-- THE RECORDS follows --

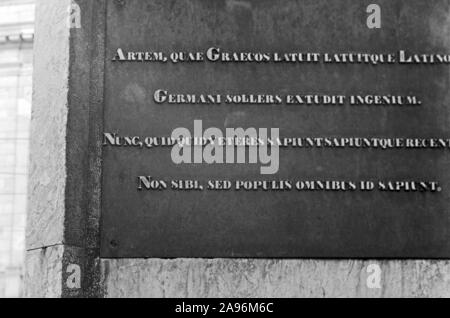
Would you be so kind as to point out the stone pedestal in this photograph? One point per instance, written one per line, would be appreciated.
(63, 239)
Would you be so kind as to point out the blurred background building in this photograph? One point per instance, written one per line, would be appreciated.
(16, 44)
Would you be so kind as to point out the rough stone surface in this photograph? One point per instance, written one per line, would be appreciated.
(272, 278)
(43, 272)
(48, 253)
(48, 125)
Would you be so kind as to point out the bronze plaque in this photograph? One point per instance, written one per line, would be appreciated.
(362, 108)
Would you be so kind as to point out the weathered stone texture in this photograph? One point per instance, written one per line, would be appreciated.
(272, 278)
(47, 179)
(43, 272)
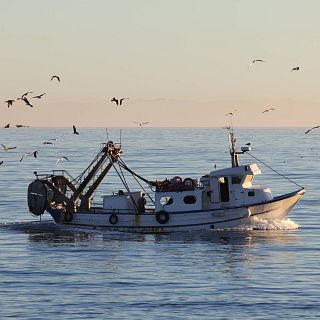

-- THE RECORDS concluded --

◆ **TASK DESCRIPTION**: Repeat exactly the lines above, starting at the one that contains "Would you be so kind as to point out the rough" and stopping at the last line of the entries, and leave out the pictures.

◆ **EXERCISE SOLUTION**:
Would you be so kind as to point out the rough stone surface in this photograph? One point per instance, written one per line, would be appreciated.
(272, 278)
(43, 272)
(48, 253)
(48, 125)
Would you be so kind as to point out the bronze plaque in this photograph? One point per instance, written one per line, would be appreciated.
(362, 108)
Would you be so kind as to point out the weathered stone texture in this photograph? One point per instance, written one per line, would be appreciated.
(272, 278)
(47, 179)
(43, 272)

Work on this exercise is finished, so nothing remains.